(Beginning of WORKING DATA)

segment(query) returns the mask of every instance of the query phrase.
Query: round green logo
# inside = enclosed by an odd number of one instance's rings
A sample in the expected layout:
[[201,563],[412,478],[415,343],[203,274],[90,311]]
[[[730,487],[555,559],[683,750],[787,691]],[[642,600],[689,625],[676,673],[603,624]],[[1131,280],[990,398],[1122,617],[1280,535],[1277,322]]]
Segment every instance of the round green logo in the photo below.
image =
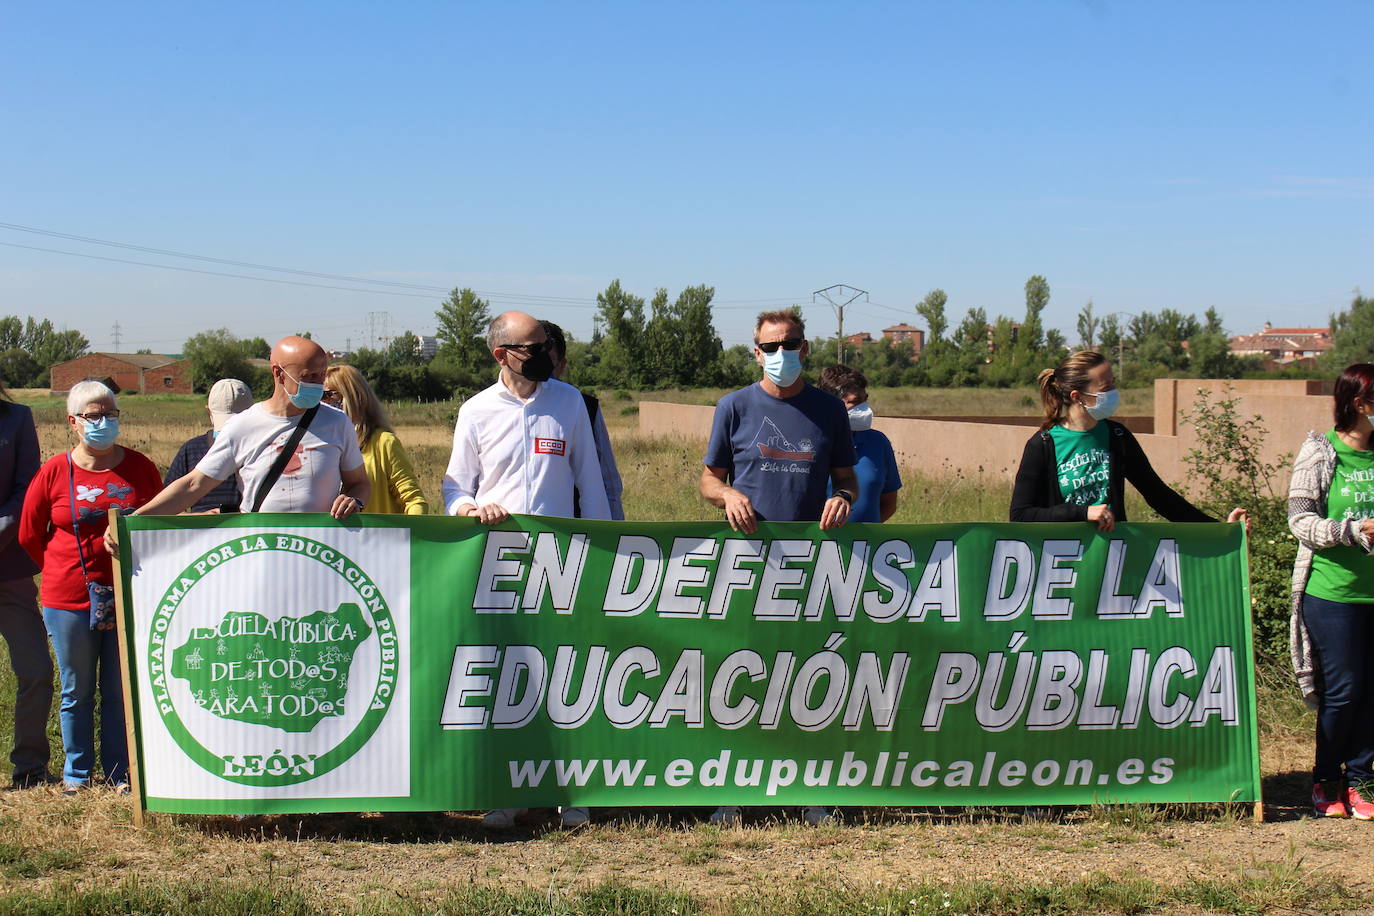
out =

(End of WORKING DATA)
(Beginning of WORKING DATA)

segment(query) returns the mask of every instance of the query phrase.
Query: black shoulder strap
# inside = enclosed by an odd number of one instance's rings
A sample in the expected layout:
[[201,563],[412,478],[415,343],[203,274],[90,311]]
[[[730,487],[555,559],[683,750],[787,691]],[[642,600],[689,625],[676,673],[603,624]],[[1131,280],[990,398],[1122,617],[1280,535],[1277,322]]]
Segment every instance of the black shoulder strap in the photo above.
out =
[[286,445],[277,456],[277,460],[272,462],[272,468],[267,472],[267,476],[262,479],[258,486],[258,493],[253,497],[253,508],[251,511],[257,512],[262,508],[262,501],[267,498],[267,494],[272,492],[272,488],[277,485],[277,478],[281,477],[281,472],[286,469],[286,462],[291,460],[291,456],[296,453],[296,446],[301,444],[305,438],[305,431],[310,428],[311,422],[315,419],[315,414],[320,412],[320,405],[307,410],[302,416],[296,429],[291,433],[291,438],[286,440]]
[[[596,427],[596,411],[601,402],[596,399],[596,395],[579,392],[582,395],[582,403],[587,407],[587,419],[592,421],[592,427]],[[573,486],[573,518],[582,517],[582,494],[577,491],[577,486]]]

(End of WORKING DATA)
(Beginning of WORKING DATA)

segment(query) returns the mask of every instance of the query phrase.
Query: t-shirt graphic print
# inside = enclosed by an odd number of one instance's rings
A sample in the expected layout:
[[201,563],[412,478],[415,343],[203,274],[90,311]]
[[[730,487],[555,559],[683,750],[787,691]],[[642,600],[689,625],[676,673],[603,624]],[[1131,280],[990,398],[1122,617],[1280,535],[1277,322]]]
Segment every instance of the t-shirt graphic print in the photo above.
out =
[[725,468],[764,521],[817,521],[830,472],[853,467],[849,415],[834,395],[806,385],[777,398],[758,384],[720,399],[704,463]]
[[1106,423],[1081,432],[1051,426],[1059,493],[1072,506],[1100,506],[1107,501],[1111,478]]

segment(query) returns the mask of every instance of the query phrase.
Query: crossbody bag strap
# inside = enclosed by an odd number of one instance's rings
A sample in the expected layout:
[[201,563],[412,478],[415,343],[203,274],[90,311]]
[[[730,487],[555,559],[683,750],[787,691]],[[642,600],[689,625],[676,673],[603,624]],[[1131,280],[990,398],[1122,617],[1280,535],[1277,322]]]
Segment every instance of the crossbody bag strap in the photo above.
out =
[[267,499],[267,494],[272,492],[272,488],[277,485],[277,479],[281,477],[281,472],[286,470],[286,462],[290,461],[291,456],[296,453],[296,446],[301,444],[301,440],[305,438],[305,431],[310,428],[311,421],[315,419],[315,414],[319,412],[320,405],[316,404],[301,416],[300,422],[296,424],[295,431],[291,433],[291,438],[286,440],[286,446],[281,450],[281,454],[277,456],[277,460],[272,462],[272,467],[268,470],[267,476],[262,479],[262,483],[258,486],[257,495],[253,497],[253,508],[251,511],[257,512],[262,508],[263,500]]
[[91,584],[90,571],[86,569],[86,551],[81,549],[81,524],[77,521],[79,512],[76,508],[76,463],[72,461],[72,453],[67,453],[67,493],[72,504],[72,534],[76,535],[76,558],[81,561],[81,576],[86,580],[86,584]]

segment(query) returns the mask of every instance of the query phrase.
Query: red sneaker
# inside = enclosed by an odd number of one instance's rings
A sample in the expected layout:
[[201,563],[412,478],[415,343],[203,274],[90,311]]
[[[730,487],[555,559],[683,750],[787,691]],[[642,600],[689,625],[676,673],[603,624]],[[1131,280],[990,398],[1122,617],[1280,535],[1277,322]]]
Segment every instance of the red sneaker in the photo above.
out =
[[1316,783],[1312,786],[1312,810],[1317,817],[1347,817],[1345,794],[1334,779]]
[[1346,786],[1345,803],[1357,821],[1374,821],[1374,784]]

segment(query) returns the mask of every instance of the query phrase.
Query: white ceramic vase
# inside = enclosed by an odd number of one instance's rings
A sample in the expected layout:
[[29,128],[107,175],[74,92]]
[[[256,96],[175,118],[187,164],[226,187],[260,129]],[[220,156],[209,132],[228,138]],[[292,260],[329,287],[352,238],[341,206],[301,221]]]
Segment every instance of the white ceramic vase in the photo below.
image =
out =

(End of WORKING DATA)

Find every line in the entries that includes the word "logo", then state how many there are and nothing else.

### WRITTEN ANSWER
2